Extracto del texto —
####################

WSE e odizzy, peço um favor. Vejam no link o ponto* 4. c)*.


----------



## Ignacio_arg

odizzy said:


> eu agradeci às duas pessoas que me ajudaram.



*É verdade, você agradeceu, não preste atenção às agressões*


----------



## Dianette

FerGilmour said:


> WSE e odizzy, peço um favor. Vejam no link o ponto* 4. c)*.



Yo solo dije que me suena más bonito así  

Agradezco a a todos sus gentiles aportes.

####################

Registros del conjunto —
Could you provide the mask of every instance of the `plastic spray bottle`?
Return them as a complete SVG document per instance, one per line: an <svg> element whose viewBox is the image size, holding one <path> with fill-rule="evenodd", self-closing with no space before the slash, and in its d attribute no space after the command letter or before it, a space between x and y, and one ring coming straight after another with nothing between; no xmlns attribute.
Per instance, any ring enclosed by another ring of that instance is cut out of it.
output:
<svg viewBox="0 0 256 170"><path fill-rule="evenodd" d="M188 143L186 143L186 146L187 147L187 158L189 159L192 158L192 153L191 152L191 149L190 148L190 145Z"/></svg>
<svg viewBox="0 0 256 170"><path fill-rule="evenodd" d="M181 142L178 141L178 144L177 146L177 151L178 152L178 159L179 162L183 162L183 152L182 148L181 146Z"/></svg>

####################

Lista de tareas —
(1) Reescribe el fragmento del hilo del foro entre "## Dianette" y "sus gentiles aportes.", ambos incluidos, sustituyendo "bonito" por "natural".
(2) Prolonga el hilo del foro a partir del último mensaje mostrado.

Respuestas por tarea —
(1)
## Dianette

FerGilmour said:


> WSE e odizzy, peço um favor. Vejam no link o ponto* 4. c)*.



Yo solo dije que me suena más natural así  

Agradezco a a todos sus gentiles aportes.

(2)
Aprovechabdo todo este debate, me permito compartirles algo que pienso: los idiomas son una herramienta de comunicación. Tienen reglas y normas, por supuesto, pero no podemos ser tan puristas. Si es del o de no cambia el sentido del mensaje, verdad? Puede ser que en mi ciudad se diga de una manera y en la tuya de otra. Que en Portugal se hable así y en Brasil asado. Es la maravilla de la interacción de la comunicación. Y este espacio que tenemos en los foros es profundamente enriquecedor, compartiendo con personas en diferentes partes del mundo y con los más diversos bagajes. Y, humildemente, agradezco a todos los que escriben y a los que nos leen. 

Abrazos desde el hemisferio sur!!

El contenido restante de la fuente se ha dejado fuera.